Westliche Staaten: Weitere Vertreibungen verhindern

Die jüngste Eskalation in Syrien findet inmitten einer äußerst angespannten Situation im Nahen Osten statt, angesichts der Kriege im Libanon und im Gazastreifen, und kann nicht isoliert betrachtet werden. Es ist wahrscheinlich, dass die Rebellen die gegenwärtige Schwäche proiranischer Milizen und des Irans selbst für ihren Vormarsch genutzt haben. Zudem ist Russland als wichtigster Verbündeter des syrischen Regimes auch im Krieg in der Ukraine verwickelt.

«Wir verfolgen die Entwicklungen in Syrien genau und fordern alle Parteien zur Deeskalation und zum Schutz der Zivilbevölkerung und der Infrastruktur auf, um weitere Vertreibungen und Unterbrechungen des humanitären Zugangs zu verhindern», hieß es in einer in der Nacht vom US-Außenministerium veröffentlichten gemeinsamen Erklärung der vier Nato-Staaten USA, Deutschland, Frankreich und Großbritannien. 

Die aktuelle Eskalation betont nur die dringende Notwendigkeit einer politischen Lösung des Konflikts unter syrischer Führung im Einklang mit der Resolution 2254 des UN-Sicherheitsrats. Das oberste Gremium der Vereinten Nationen hat eine Reihe von Resolutionen zum Syrienkrieg verabschiedet. Die Resolution 2254 vom 18. Dezember 2015 sieht unter anderem die Vermittlung von Friedensgesprächen der Regierung mit der Opposition vor.

Bürgerkrieg seit 2011

Ein Bündnis von Rebellen, angeführt von der Islamistengruppe Haiat Tahrir al-Scham (HTS), hat es geschafft, die syrischen Regierungstruppen in kürzester Zeit aus Aleppo zu vertreiben und am Wochenende die Kontrolle über die Stadt zu übernehmen. Die Gruppierung HTS wird von den USA als Terrororganisation eingestuft und verfolgt nach Expertenmeinung eine salafistisch-dschihadistische Ideologie.

[BEREITGESTELLTE DATEN]:

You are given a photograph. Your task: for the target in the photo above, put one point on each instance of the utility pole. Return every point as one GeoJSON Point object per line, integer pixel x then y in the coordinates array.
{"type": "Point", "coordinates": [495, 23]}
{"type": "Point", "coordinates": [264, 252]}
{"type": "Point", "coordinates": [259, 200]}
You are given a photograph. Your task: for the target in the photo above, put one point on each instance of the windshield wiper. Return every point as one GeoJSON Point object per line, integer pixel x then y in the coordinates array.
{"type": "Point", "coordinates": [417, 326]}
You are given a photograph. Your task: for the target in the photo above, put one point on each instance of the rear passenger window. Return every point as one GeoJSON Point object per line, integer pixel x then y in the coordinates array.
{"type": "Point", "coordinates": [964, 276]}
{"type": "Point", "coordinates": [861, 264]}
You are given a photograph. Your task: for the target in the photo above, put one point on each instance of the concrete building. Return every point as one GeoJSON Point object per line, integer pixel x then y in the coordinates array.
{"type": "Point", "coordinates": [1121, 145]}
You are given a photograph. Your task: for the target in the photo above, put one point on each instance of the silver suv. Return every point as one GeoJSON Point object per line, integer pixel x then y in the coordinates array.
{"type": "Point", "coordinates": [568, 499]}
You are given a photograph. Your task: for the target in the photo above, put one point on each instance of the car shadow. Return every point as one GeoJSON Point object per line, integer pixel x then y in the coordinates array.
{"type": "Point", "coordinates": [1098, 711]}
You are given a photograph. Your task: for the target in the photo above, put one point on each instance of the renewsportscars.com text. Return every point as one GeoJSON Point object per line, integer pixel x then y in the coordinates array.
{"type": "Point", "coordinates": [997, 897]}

[AUFGABENSTELLUNG]: Welche vier Staaten haben laut dem Text über die Lage in Syrien die gemeinsame Erklärung abgegeben, die das US-Außenministerium veröffentlicht hat?

[VOLLSTÄNDIGE ANTWORT]: Die USA, Deutschland, Frankreich und Großbritannien.